++++ Data in this exercise ++++
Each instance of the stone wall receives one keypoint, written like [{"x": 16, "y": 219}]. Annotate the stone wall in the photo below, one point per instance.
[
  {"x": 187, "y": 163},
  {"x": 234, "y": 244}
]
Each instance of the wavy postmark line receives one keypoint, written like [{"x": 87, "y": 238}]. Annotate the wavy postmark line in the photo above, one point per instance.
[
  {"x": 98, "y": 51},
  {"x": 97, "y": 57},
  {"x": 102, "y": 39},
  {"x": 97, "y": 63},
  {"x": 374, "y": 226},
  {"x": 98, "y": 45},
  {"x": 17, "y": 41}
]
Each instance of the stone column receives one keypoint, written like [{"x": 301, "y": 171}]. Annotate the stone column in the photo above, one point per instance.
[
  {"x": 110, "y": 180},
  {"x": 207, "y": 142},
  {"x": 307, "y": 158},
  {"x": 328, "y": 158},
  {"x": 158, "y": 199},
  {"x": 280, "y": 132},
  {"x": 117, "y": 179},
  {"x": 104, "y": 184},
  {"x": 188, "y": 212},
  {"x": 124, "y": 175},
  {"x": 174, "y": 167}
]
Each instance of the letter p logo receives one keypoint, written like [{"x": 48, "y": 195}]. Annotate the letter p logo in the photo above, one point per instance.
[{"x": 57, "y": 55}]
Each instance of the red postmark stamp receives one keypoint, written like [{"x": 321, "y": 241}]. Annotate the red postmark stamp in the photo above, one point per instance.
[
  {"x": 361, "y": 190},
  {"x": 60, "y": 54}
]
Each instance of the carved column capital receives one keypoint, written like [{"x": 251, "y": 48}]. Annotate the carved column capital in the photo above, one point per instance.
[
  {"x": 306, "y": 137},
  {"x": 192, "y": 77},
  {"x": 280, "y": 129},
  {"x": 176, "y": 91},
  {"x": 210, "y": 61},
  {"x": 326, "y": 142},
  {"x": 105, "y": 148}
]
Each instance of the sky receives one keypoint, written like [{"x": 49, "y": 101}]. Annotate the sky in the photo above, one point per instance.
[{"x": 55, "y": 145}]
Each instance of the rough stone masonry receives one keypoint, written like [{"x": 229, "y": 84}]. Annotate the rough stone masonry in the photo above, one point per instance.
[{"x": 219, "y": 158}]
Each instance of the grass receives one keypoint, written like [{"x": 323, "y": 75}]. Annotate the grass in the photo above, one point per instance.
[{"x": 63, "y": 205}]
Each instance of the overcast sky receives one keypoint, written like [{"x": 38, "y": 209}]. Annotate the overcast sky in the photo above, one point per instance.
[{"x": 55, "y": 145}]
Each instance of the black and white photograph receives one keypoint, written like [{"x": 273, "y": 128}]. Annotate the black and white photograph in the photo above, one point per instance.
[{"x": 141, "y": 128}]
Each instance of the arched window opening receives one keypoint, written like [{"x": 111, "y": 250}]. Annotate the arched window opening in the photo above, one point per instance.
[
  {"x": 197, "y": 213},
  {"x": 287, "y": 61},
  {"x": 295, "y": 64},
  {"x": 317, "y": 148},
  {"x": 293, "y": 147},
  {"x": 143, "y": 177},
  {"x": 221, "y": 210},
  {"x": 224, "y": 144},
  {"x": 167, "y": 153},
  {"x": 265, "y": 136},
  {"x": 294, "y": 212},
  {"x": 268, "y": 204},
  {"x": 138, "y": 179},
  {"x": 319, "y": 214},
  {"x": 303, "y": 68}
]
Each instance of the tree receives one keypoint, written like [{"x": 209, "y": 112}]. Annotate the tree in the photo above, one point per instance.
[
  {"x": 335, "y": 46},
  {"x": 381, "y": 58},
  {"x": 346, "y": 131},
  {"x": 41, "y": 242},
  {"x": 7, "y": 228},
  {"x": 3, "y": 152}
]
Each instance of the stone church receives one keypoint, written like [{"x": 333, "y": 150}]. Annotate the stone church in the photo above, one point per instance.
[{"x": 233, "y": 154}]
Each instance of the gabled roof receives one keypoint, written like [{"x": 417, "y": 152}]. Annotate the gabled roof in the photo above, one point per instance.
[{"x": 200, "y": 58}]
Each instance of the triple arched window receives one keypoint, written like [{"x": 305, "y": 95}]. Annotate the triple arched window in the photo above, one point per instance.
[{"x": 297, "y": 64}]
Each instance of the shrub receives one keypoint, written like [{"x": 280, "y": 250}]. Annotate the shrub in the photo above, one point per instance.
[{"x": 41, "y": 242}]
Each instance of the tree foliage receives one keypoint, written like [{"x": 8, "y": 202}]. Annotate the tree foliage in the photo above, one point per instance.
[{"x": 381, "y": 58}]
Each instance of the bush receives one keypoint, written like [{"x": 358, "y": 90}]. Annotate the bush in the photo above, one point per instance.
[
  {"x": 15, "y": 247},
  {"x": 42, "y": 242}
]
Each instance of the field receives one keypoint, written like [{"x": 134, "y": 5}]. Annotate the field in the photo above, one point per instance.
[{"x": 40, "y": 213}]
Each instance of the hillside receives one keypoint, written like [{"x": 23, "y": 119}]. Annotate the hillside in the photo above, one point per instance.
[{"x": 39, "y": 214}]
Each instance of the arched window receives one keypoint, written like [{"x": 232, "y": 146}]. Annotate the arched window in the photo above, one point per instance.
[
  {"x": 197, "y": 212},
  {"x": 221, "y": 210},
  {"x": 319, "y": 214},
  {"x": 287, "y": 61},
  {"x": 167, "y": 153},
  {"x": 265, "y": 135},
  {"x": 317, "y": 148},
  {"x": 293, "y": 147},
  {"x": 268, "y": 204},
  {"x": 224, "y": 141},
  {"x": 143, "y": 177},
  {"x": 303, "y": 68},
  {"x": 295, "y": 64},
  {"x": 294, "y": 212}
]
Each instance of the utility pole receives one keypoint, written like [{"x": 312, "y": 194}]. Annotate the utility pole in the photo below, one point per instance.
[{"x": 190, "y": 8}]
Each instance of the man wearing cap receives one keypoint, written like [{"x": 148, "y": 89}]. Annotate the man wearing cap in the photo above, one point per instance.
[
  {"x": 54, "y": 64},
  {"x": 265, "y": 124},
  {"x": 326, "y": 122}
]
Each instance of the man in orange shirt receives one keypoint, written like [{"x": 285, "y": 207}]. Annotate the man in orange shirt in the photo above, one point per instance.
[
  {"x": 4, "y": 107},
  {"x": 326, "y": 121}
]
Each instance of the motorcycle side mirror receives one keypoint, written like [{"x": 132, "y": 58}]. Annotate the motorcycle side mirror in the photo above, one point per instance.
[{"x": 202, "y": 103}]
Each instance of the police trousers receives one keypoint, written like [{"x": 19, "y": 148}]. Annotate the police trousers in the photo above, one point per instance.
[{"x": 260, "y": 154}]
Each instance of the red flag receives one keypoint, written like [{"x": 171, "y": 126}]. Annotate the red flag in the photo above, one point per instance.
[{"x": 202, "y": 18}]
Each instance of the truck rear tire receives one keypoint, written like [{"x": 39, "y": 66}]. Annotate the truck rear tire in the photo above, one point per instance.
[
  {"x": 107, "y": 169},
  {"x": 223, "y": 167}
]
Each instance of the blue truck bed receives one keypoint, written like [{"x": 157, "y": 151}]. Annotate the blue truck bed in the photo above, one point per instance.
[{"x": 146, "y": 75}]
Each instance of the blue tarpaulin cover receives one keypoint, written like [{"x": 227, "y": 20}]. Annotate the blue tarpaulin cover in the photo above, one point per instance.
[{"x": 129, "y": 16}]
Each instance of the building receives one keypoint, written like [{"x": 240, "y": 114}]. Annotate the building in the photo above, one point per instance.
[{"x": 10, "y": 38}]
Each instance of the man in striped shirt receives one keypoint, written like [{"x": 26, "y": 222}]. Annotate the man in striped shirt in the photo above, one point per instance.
++++
Starting with the row that contains "Each instance of the truck" and going on through the end of the rows, write those lines out again, requests included. Add 144 to every x and y coordinate in the answers.

Each instance of the truck rear tire receives one keypoint, written like [{"x": 39, "y": 66}]. Annotate the truck rear tire in the photo above, one point per instance.
[
  {"x": 251, "y": 313},
  {"x": 367, "y": 311}
]
Each instance of the blue truck bed receives one keypoint, written like [{"x": 157, "y": 151}]. Annotate the blue truck bed in the photo above, one point per instance.
[{"x": 290, "y": 219}]
Each instance of the blue tarpaulin cover receives one keypoint, written like [{"x": 227, "y": 20}]. Annotate the blue tarpaulin cover in the photo above, one point per instance.
[{"x": 273, "y": 160}]
Each instance of the building receives one keypoint, written like [{"x": 240, "y": 114}]. Annotate the building in the photo above, one point per instance.
[{"x": 154, "y": 182}]
Each instance of the man in striped shirt receives one keypoint, written like [{"x": 26, "y": 222}]. Annotate the man in striped shirt in the photo above, one point per instance.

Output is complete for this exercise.